Segmentation annotation entries
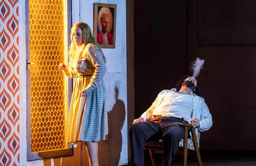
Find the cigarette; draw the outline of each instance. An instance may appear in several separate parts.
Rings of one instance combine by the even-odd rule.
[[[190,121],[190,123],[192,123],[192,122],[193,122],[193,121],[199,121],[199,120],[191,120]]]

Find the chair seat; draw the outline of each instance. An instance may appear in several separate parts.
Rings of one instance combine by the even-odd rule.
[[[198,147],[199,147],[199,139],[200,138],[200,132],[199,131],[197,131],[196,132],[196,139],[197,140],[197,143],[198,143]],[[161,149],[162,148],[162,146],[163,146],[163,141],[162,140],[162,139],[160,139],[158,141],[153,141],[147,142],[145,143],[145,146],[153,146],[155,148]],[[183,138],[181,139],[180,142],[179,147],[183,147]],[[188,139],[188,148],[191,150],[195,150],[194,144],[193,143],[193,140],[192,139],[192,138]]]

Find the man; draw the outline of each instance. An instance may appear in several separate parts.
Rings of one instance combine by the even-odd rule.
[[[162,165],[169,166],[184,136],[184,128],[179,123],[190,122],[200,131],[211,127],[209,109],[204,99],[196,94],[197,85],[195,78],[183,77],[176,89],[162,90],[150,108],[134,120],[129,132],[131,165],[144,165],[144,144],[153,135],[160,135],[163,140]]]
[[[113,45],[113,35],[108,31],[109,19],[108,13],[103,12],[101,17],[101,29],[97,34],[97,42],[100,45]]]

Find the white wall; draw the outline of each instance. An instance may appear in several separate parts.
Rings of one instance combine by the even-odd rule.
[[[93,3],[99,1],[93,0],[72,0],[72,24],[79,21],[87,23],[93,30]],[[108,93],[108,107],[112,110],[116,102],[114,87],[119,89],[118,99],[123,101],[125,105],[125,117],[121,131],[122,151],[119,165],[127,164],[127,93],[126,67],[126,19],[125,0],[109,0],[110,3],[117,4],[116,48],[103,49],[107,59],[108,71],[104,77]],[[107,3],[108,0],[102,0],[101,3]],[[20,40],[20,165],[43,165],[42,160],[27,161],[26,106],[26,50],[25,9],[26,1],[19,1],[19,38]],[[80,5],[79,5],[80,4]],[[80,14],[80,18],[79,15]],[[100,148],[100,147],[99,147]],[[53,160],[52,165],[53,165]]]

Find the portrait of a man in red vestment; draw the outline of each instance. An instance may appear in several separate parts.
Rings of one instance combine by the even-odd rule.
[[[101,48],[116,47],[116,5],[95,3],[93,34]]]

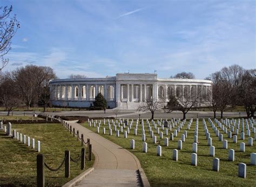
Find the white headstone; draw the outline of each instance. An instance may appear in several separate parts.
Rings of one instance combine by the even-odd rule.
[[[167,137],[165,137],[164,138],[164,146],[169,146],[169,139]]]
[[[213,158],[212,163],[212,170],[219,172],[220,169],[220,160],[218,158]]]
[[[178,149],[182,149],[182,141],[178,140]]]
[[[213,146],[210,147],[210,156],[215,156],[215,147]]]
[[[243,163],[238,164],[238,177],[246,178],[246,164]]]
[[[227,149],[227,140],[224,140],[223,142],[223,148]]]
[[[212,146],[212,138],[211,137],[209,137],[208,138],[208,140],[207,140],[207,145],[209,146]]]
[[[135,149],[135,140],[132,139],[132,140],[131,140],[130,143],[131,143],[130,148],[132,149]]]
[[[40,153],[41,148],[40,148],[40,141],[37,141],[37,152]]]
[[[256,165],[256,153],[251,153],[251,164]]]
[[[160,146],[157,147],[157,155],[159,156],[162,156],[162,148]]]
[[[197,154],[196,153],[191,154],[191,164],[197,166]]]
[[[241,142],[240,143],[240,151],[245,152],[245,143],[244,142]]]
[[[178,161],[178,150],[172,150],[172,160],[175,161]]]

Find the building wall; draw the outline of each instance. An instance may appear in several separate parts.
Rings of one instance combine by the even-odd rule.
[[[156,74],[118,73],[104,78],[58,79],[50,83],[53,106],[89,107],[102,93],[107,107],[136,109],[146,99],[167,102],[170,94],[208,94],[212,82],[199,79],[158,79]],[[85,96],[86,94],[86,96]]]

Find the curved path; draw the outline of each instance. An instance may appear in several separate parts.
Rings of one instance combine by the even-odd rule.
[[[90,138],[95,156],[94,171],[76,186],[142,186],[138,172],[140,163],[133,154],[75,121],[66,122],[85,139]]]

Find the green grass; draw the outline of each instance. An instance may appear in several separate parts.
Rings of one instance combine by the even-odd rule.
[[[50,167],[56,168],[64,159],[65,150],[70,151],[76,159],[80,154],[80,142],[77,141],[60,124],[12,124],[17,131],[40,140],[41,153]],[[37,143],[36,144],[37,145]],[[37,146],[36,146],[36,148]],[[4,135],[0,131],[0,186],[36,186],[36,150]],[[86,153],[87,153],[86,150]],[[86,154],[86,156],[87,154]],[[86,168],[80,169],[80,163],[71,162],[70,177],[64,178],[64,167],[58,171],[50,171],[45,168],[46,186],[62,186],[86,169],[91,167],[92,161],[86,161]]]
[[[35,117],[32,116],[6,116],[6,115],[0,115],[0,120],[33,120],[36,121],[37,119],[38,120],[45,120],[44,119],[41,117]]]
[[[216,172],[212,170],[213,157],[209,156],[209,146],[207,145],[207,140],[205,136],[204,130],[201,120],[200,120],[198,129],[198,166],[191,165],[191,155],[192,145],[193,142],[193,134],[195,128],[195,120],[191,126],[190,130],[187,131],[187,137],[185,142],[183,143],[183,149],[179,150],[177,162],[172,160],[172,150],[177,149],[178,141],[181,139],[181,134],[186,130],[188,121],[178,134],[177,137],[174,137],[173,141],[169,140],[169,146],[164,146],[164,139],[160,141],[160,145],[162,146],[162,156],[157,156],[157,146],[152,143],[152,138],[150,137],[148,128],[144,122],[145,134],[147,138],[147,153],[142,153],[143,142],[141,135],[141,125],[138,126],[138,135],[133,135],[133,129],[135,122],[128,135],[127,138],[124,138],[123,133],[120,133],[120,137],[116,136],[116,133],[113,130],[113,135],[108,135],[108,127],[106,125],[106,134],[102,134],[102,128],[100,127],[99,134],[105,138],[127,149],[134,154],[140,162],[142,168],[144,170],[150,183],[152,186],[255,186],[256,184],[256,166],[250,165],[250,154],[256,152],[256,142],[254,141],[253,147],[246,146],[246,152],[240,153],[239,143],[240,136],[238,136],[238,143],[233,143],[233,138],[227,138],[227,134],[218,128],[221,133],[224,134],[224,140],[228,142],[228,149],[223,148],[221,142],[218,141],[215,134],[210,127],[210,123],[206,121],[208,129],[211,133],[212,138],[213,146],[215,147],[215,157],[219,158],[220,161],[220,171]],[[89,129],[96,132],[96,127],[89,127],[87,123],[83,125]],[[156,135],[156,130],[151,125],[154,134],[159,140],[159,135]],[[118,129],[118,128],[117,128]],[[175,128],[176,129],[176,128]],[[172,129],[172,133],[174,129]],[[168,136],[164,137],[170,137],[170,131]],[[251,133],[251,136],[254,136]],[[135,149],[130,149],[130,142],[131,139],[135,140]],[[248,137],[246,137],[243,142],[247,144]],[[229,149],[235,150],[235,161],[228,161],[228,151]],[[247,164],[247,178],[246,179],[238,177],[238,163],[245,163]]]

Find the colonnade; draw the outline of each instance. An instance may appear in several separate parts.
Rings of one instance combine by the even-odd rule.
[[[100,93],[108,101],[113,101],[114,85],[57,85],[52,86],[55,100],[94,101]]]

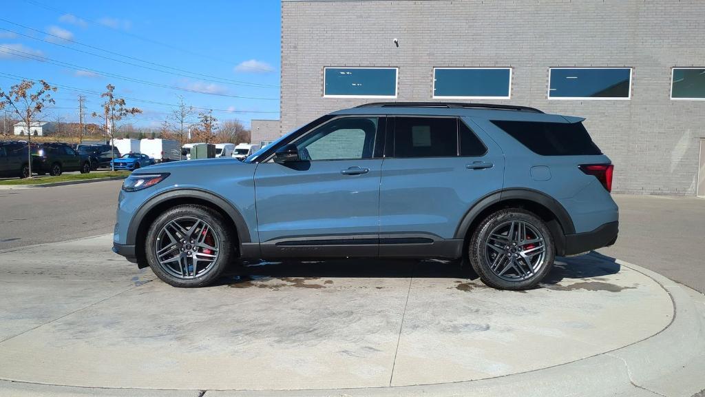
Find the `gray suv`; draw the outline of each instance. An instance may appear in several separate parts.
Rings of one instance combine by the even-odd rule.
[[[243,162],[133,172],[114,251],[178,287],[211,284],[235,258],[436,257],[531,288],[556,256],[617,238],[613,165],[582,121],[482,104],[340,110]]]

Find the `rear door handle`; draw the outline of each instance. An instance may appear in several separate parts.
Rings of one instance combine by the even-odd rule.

*EXERCISE PROMPT*
Rewrite all of the entries above, swapping every "draw the outline" for "trace the boundary" and keeping everything else the same. Leave the pictures out of your answer.

*FULL OUTPUT*
Find the cigarette; trace the boundary of each instance. An instance may appear in several separate parts.
Rings of one instance combine by the even-odd rule.
[[[190,121],[190,123],[192,123],[192,122],[193,122],[193,121],[199,121],[199,120],[191,120]]]

Find the chair seat; trace the boundary of each instance. An instance may appear in several separate parts.
Rings of one instance combine by the even-odd rule.
[[[198,147],[199,147],[199,139],[200,138],[200,132],[199,131],[197,131],[196,132],[196,139],[197,140],[197,143],[198,143]],[[161,149],[162,148],[162,146],[163,146],[163,141],[162,140],[162,139],[160,139],[158,141],[153,141],[147,142],[145,143],[145,146],[153,146],[155,148]],[[183,138],[181,139],[180,142],[179,147],[183,147]],[[188,139],[188,148],[191,150],[195,150],[194,144],[193,143],[193,140],[192,139],[192,138]]]

Find the man; trace the boundary of each instance. An instance may appear in several separate parts.
Rings of one instance combine by the even-odd rule.
[[[162,165],[169,166],[184,136],[184,128],[179,123],[190,122],[200,131],[211,127],[209,109],[204,99],[196,94],[197,85],[195,78],[183,77],[176,89],[162,90],[150,108],[134,120],[129,132],[131,165],[144,165],[144,144],[153,135],[160,135],[163,140]]]
[[[113,45],[113,35],[108,31],[109,19],[108,13],[103,12],[101,17],[101,29],[97,34],[97,42],[100,45]]]

Find the white wall; trace the boundary of each instance. An instance may appear in several separate parts.
Rings of one instance combine by the even-odd rule.
[[[93,3],[99,1],[93,0],[72,0],[72,24],[79,21],[87,23],[93,30]],[[108,93],[108,107],[112,110],[116,102],[114,87],[119,89],[118,99],[123,101],[125,105],[125,117],[121,131],[122,151],[119,165],[127,164],[127,93],[126,67],[126,19],[125,0],[109,0],[110,3],[117,4],[116,48],[103,49],[107,59],[108,71],[104,77]],[[107,3],[108,0],[102,0],[101,3]],[[20,40],[20,165],[43,165],[42,160],[27,161],[26,106],[26,50],[25,9],[26,1],[19,1],[19,38]],[[80,5],[79,5],[80,4]],[[80,14],[80,18],[79,15]],[[100,148],[100,147],[99,147]],[[53,160],[52,165],[53,165]]]

Find the portrait of a man in red vestment; trace the boundary of each instance. An instance may appear in several separate parts.
Rings of one instance combine by the even-odd rule.
[[[101,48],[116,47],[116,5],[95,3],[93,34]]]

Find the white headstone; trace the boundary of each instance. An instance may appear in several separate parts.
Rings of one instance combine by the even-odd rule.
[[[167,137],[165,137],[164,138],[164,146],[169,146],[169,139]]]
[[[213,158],[212,163],[212,170],[219,172],[220,169],[220,160],[218,158]]]
[[[178,149],[182,149],[182,141],[178,140]]]
[[[213,146],[210,147],[210,156],[215,156],[215,147]]]
[[[243,163],[238,164],[238,177],[246,178],[246,164]]]
[[[227,149],[227,140],[224,140],[223,142],[223,148]]]
[[[212,146],[212,138],[211,137],[209,137],[208,138],[208,140],[207,140],[207,145],[209,146]]]
[[[135,149],[135,140],[132,139],[132,140],[131,140],[130,143],[131,143],[130,148],[132,149]]]
[[[40,153],[41,148],[40,148],[40,141],[37,141],[37,152]]]
[[[256,165],[256,153],[251,153],[251,164]]]
[[[160,146],[157,147],[157,155],[159,156],[162,156],[162,148]]]
[[[197,154],[196,153],[191,154],[191,164],[197,166]]]
[[[241,142],[240,143],[240,151],[245,152],[245,143],[244,142]]]
[[[178,161],[178,150],[172,150],[172,160],[175,161]]]

Find the building wall; trace the boundary of each instance. An instance may appear in several separate parts.
Rings of one instance combine by the even-odd rule.
[[[156,74],[118,73],[104,78],[58,79],[50,83],[53,106],[89,107],[102,93],[107,107],[136,109],[146,99],[167,102],[170,94],[208,94],[212,82],[199,79],[158,79]],[[85,96],[86,94],[86,96]]]

Find the curved path; trace the boundary of each instance. An instance may appear in several separate parts.
Rings of one instance combine by the even-odd rule.
[[[90,138],[95,156],[94,171],[76,186],[142,186],[138,172],[140,163],[133,154],[75,121],[66,122],[85,139]]]

Find the green grass; trace the boundary of each instance. An instance may appear in several separate parts.
Rings of one instance combine by the even-odd rule.
[[[50,167],[56,168],[64,159],[65,150],[70,151],[76,159],[80,154],[80,142],[77,141],[60,124],[12,124],[17,131],[40,140],[41,153]],[[37,143],[36,144],[37,145]],[[37,146],[36,146],[36,148]],[[4,135],[0,131],[0,186],[36,186],[36,150]],[[86,153],[87,153],[86,150]],[[86,154],[86,156],[87,154]],[[86,168],[80,169],[80,163],[71,162],[70,177],[64,178],[64,167],[58,171],[50,171],[45,168],[46,186],[62,186],[86,169],[91,167],[92,161],[86,161]]]
[[[35,117],[32,116],[6,116],[6,115],[0,115],[0,120],[33,120],[36,121],[37,119],[38,120],[45,120],[44,119],[41,117]]]
[[[216,172],[212,170],[213,157],[209,156],[209,146],[207,145],[207,140],[205,136],[204,130],[201,120],[200,120],[198,129],[198,166],[191,165],[191,155],[192,145],[193,142],[193,134],[195,128],[195,120],[191,126],[190,130],[187,131],[187,137],[185,142],[183,143],[183,149],[179,150],[177,162],[172,160],[172,150],[177,149],[178,141],[181,139],[181,134],[186,130],[188,121],[178,134],[177,137],[174,137],[173,141],[169,140],[169,146],[164,146],[164,139],[160,141],[160,145],[162,146],[162,156],[157,156],[157,146],[152,143],[152,138],[150,137],[148,128],[144,122],[145,134],[147,138],[147,153],[142,153],[143,142],[141,135],[141,125],[138,126],[138,135],[133,135],[133,129],[135,122],[128,135],[127,138],[124,138],[123,133],[120,133],[120,137],[116,136],[116,133],[113,130],[113,135],[108,135],[108,127],[106,125],[106,134],[102,134],[102,128],[100,127],[99,134],[105,138],[127,149],[134,154],[140,162],[142,168],[144,170],[150,183],[152,186],[255,186],[256,184],[256,166],[250,165],[250,154],[256,152],[256,142],[254,141],[253,147],[246,146],[246,152],[240,153],[239,143],[240,136],[238,136],[238,143],[233,143],[233,138],[227,138],[227,134],[218,128],[221,133],[224,134],[224,140],[228,142],[228,149],[223,148],[221,142],[218,141],[215,134],[210,127],[210,123],[206,121],[208,129],[211,133],[212,138],[213,146],[215,147],[215,157],[219,158],[220,161],[220,171]],[[89,129],[96,132],[96,127],[89,127],[87,123],[83,125]],[[156,135],[156,130],[151,125],[154,134],[159,140],[159,135]],[[118,129],[118,128],[117,128]],[[175,128],[176,129],[176,128]],[[172,129],[172,133],[174,129]],[[168,136],[164,137],[170,137],[170,131]],[[251,133],[251,136],[254,136]],[[135,149],[130,149],[130,142],[131,139],[135,140]],[[248,137],[246,137],[243,142],[247,144]],[[229,149],[235,150],[235,161],[228,161],[228,151]],[[247,164],[247,178],[246,179],[238,177],[238,163],[245,163]]]

Find the colonnade; trace the boundary of each instance. An instance may appear in several separate parts.
Rings of one instance combine by the even-odd rule.
[[[100,93],[108,101],[113,101],[114,85],[57,85],[52,86],[55,100],[94,101]]]

Find the `gray suv`; trace the boundary of each instance. An instance may appear in several separate parts.
Rings of one instance combine by the even-odd rule.
[[[243,162],[133,172],[114,251],[178,287],[211,284],[235,258],[436,257],[531,288],[556,256],[617,238],[613,165],[582,121],[482,104],[340,110]]]

Find the `rear door handle`; trace the boundary of each instance. An instance may appear in several separate parts.
Rings of one instance combine by the even-odd rule.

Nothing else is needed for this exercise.